* **Listed records**
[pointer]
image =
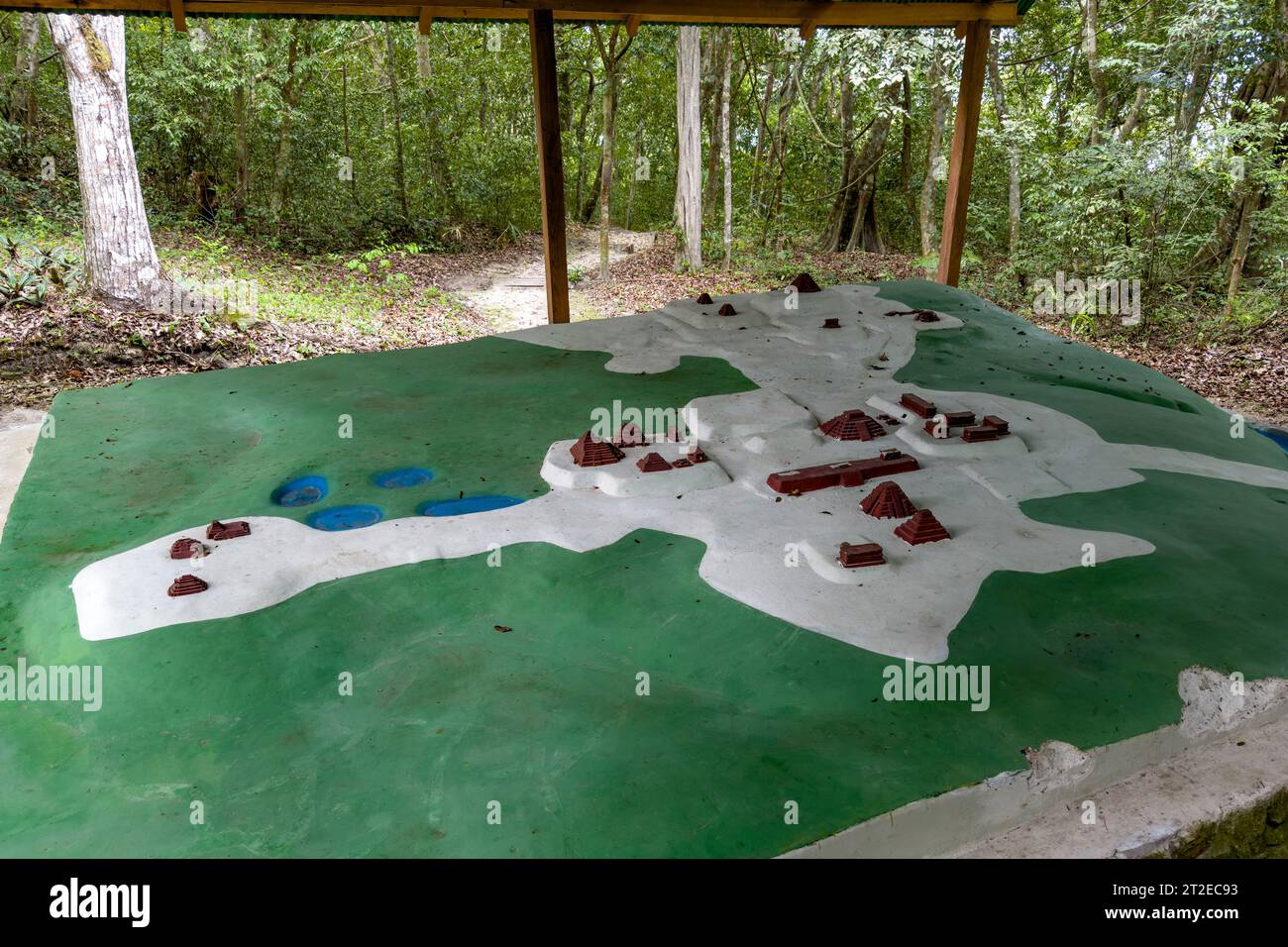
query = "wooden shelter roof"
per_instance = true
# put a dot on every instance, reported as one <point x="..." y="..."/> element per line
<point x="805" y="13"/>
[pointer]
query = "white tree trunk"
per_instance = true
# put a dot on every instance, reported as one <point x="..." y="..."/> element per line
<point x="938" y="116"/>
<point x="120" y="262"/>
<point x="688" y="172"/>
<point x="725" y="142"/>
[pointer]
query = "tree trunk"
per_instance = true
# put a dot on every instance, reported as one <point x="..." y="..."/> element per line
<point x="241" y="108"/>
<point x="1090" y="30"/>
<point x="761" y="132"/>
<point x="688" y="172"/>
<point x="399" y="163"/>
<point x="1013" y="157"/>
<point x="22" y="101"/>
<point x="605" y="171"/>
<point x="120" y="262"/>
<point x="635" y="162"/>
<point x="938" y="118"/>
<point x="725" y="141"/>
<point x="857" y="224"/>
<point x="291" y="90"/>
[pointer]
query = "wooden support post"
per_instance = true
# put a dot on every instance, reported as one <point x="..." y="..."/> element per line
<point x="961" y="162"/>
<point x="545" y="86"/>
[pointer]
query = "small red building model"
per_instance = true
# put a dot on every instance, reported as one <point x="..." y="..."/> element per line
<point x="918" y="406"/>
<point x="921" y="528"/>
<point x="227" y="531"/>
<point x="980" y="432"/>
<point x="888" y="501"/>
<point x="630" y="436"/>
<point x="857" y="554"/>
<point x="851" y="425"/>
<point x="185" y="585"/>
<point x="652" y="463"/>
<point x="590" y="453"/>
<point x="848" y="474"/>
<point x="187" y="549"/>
...
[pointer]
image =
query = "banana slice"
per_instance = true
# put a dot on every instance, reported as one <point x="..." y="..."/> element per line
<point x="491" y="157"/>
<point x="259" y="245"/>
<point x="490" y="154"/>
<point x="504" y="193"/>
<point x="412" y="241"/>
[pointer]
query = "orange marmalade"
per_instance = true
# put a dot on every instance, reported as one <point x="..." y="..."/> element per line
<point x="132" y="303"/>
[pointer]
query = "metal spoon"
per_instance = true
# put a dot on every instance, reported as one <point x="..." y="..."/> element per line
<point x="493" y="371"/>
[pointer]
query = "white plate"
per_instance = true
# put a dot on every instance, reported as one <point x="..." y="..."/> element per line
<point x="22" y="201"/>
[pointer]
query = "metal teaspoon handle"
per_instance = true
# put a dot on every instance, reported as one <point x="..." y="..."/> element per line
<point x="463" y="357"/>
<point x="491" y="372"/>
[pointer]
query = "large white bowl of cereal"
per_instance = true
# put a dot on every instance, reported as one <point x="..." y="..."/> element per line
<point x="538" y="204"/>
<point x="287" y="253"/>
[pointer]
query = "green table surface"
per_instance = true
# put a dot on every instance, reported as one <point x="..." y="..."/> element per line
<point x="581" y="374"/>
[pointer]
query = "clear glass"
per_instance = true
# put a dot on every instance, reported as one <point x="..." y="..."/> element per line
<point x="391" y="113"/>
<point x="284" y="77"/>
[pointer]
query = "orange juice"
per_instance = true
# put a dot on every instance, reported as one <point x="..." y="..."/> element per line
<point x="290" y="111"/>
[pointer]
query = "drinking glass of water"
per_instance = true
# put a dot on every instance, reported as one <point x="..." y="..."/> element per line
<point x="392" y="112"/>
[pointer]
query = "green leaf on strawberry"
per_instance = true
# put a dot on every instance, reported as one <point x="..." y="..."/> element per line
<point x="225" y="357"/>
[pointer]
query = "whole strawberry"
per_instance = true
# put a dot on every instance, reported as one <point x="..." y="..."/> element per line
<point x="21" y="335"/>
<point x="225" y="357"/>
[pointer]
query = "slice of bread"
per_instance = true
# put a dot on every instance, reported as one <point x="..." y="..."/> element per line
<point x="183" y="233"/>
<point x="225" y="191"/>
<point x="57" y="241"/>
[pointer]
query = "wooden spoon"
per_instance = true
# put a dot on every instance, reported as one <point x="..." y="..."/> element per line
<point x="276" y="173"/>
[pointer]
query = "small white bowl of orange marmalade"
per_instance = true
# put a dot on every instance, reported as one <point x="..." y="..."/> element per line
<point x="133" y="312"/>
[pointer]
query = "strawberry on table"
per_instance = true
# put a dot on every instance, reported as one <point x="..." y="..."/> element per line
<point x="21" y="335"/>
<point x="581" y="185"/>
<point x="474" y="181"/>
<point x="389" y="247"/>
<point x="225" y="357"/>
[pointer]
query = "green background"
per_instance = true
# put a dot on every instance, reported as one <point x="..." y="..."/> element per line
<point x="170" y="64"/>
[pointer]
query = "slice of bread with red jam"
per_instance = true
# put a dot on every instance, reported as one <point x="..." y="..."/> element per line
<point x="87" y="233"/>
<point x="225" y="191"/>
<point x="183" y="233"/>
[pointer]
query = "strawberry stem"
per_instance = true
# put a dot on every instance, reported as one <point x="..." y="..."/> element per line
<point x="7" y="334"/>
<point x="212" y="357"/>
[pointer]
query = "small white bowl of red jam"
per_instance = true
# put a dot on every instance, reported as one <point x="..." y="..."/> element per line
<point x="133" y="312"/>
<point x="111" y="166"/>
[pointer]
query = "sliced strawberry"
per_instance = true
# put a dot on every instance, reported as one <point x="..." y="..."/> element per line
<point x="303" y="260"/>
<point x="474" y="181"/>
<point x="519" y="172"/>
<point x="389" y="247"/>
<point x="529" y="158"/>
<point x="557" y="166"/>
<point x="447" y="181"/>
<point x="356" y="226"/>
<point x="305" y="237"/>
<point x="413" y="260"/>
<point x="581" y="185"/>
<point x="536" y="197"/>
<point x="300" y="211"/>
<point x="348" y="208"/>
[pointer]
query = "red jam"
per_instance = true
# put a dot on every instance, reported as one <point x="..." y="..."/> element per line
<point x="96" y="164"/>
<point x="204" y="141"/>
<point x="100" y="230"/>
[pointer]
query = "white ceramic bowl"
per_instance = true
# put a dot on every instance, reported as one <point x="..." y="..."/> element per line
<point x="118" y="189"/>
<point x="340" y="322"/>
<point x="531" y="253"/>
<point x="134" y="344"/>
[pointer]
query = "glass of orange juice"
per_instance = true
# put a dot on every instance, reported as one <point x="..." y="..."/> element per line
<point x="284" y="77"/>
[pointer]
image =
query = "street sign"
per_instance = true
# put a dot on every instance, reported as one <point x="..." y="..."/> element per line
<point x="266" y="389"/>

* **Job**
Return every line of the material that contains the word "juice". Case counts, so only lines with a case-sensitive match qualify.

* **Task result**
query = "orange juice"
query = "glass of orange juice"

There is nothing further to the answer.